Page excerpt:
%%

Röntgenology a little history lesson
On November 8, 1895, Wilhelm Conrad Röntgen discovered “A New Kind of Rays”, which he named “X-rays” in a laboratory at the University of Wurzburg. He received the first Nobel Prize in Physics in 1901 for his discovery.
The famous radiograph made by Röntgen on 22 December 1895, and sent to physicist Franz Exner in Vienna. This is traditionally known as "the first X-ray picture" and "the radiograph of Mrs. Röntgen's hand. "
Radiograph of the hand of Albert von Kolliker, made at the conclusion of Röntgen's first public lecture and demonstration at the Wurzburg Physical-Medical Society on 23 January 1896. Notice the improvement in image quality in a little over two months since the discovery.
Otto Walkhoff, a dentist in Braunschweig, Germany, produced the first dental radiographs in January 1896, less than two weeks after Roentgen's announcement of his discovery. Walkhoff placed a small glass photographic plate coated with rubber dam in his own mouth, then seated himself for a twenty-five minute exposure to the rays. Although the resulting shadows were less than adequate for any diagnostic purposes, the possible applications of the technique were clear.
Dr. William G. Morton, a New York physician has the distinction of taking the first dental radiograph in America in 1896. He presented a paper to the New York Odontological Society on April 24, 1896 which was later published in Dental Cosmos in June 1896.

%%

Data section:
%%

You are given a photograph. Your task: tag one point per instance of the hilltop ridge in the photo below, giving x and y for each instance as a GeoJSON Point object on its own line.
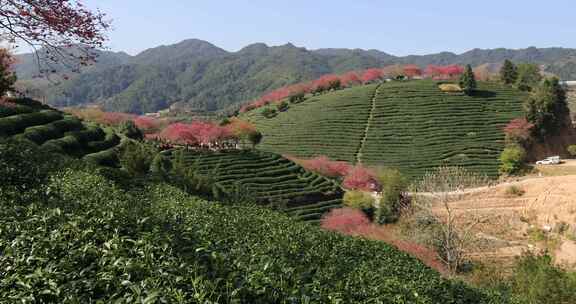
{"type": "Point", "coordinates": [206, 77]}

%%

To do:
Copy out the Röntgenology history lesson word for word, from start to finish. The material is not needed for anything here.

Exercise output:
Röntgenology a little history lesson
On November 8, 1895, Wilhelm Conrad Röntgen discovered “A New Kind of Rays”, which he named “X-rays” in a laboratory at the University of Wurzburg. He received the first Nobel Prize in Physics in 1901 for his discovery.
The famous radiograph made by Röntgen on 22 December 1895, and sent to physicist Franz Exner in Vienna. This is traditionally known as "the first X-ray picture" and "the radiograph of Mrs. Röntgen's hand. "
Radiograph of the hand of Albert von Kolliker, made at the conclusion of Röntgen's first public lecture and demonstration at the Wurzburg Physical-Medical Society on 23 January 1896. Notice the improvement in image quality in a little over two months since the discovery.
Otto Walkhoff, a dentist in Braunschweig, Germany, produced the first dental radiographs in January 1896, less than two weeks after Roentgen's announcement of his discovery. Walkhoff placed a small glass photographic plate coated with rubber dam in his own mouth, then seated himself for a twenty-five minute exposure to the rays. Although the resulting shadows were less than adequate for any diagnostic purposes, the possible applications of the technique were clear.
Dr. William G. Morton, a New York physician has the distinction of taking the first dental radiograph in America in 1896. He presented a paper to the New York Odontological Society on April 24, 1896 which was later published in Dental Cosmos in June 1896.